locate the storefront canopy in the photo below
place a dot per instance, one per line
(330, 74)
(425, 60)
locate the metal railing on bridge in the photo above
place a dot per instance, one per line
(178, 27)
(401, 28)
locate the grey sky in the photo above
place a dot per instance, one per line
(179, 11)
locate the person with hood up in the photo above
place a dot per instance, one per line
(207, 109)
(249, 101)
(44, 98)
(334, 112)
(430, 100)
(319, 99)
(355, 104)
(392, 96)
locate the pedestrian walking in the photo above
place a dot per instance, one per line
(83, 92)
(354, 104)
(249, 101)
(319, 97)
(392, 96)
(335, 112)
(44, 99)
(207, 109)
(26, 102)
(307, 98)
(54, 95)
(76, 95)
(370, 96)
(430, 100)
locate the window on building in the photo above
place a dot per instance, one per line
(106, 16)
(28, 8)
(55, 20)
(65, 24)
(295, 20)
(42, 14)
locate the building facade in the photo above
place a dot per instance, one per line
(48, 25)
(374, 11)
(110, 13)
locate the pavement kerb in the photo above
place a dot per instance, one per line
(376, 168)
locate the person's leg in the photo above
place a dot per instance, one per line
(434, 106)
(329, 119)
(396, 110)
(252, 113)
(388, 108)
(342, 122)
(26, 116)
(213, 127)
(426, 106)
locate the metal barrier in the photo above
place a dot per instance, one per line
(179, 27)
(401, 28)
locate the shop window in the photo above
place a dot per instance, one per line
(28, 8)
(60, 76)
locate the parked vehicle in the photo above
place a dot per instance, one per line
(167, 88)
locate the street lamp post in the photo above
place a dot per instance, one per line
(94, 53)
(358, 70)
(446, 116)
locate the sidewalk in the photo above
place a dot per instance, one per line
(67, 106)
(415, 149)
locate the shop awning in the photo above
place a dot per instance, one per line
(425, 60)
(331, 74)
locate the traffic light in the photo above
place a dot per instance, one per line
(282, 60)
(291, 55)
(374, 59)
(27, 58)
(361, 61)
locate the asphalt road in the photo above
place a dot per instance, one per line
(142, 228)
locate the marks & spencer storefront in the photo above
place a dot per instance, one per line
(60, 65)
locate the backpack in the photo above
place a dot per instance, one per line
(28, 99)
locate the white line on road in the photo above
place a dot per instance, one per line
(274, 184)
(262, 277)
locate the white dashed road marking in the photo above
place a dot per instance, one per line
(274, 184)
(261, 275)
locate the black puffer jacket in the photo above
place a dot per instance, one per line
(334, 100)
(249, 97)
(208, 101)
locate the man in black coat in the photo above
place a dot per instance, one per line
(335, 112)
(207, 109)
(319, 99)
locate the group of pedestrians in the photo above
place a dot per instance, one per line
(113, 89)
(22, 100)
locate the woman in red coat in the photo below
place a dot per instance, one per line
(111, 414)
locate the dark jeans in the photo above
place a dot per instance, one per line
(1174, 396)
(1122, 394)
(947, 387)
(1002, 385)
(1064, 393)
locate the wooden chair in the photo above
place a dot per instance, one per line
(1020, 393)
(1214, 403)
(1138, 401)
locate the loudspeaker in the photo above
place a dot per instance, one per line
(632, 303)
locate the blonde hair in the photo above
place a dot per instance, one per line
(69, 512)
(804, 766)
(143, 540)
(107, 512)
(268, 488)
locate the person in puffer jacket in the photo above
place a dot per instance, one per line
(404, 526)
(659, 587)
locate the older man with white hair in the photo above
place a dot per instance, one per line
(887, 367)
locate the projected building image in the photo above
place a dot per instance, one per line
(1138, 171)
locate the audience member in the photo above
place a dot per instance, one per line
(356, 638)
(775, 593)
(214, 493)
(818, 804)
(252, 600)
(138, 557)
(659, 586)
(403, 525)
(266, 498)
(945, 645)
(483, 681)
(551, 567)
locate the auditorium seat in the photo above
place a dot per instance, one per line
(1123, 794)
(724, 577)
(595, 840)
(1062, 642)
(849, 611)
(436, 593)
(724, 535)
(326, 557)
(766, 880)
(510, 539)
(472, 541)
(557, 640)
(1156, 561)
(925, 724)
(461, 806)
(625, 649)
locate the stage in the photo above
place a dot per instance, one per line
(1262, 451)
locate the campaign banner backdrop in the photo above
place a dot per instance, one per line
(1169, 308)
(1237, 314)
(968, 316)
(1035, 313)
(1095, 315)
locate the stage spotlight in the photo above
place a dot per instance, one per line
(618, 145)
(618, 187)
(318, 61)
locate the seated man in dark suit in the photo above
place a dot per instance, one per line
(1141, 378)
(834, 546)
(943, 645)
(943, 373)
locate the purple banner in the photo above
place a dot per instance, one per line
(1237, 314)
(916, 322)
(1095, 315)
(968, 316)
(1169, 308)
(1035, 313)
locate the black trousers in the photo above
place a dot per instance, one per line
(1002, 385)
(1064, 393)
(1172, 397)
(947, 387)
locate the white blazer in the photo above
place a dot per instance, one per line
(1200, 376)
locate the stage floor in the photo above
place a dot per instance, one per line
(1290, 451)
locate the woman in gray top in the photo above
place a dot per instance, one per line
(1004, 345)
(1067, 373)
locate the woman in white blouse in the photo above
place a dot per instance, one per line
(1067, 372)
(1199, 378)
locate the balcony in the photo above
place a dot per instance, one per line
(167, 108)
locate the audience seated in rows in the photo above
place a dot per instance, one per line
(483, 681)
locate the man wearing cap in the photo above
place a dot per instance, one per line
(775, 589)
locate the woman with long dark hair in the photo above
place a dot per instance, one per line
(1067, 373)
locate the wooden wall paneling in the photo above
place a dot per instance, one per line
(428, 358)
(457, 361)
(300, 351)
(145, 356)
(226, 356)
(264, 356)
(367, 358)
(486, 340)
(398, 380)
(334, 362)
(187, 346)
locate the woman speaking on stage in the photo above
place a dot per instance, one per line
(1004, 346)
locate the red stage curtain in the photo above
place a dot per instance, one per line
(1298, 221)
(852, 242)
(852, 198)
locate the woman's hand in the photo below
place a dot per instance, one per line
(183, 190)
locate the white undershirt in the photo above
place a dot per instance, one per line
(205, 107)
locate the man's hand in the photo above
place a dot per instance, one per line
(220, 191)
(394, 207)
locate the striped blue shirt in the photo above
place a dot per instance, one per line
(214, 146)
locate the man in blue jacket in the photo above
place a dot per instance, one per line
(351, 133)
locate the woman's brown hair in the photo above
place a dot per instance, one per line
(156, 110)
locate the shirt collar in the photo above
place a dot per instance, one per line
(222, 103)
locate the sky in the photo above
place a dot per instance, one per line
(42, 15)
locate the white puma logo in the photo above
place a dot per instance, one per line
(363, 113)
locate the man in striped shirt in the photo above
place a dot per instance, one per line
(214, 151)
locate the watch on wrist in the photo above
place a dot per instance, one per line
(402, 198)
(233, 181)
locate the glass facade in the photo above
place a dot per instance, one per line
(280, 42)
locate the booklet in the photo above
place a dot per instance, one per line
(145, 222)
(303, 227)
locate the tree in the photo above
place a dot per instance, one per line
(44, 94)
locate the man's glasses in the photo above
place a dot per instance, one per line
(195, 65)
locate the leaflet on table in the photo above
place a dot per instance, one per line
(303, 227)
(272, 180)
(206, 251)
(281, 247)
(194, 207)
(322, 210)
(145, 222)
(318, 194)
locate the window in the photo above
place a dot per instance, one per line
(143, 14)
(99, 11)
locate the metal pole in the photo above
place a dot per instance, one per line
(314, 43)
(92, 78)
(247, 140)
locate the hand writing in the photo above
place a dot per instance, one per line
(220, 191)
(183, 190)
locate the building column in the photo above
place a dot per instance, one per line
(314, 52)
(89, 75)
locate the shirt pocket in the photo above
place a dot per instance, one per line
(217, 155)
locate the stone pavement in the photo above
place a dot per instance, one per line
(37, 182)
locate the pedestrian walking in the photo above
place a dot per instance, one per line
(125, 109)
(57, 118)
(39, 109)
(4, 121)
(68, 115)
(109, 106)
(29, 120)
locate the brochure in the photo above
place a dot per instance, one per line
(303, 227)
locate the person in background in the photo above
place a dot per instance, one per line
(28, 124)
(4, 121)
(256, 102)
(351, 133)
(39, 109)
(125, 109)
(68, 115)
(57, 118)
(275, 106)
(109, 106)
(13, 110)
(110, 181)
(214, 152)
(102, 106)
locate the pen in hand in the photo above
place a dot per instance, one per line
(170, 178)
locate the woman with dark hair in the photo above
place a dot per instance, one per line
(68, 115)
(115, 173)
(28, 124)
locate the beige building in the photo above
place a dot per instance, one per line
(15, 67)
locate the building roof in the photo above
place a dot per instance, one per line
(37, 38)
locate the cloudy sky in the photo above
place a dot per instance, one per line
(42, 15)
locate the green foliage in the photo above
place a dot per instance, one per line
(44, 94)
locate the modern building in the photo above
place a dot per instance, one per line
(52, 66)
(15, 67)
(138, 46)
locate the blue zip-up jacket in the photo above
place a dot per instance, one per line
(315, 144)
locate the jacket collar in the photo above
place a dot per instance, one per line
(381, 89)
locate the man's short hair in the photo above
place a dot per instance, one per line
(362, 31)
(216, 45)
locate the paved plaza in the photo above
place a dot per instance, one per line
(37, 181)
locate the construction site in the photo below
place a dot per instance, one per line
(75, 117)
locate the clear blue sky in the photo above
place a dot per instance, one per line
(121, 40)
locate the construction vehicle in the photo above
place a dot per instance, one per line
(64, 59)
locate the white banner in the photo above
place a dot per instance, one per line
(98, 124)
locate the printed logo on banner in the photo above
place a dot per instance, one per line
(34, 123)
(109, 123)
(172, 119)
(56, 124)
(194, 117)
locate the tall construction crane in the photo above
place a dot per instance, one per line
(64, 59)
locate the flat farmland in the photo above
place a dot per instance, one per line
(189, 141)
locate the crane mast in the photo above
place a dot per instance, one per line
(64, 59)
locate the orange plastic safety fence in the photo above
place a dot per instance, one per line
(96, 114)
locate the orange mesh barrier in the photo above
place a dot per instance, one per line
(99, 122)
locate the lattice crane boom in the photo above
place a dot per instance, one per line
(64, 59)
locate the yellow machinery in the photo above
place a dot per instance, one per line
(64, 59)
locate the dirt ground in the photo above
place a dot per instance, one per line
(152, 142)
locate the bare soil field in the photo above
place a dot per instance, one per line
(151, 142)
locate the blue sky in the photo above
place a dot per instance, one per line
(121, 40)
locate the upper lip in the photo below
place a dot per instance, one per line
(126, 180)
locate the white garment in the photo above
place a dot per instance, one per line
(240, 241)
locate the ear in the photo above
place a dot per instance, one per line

▶ Work instructions: Look above for the line containing "locate the stone pavement in the photo above". Output from there through the line containing "locate the person in background", exactly and inclusively.

▶ Answer for the task:
locate the stone pavement in the photo above
place a dot per instance, one per line
(37, 182)
locate the pedestrian walking in the photo above
place a dot per instance, one per line
(125, 109)
(57, 118)
(39, 109)
(4, 121)
(68, 115)
(109, 106)
(29, 120)
locate the brochure in the photo above
place a dot per instance, one per line
(303, 227)
locate the person in background in the photo above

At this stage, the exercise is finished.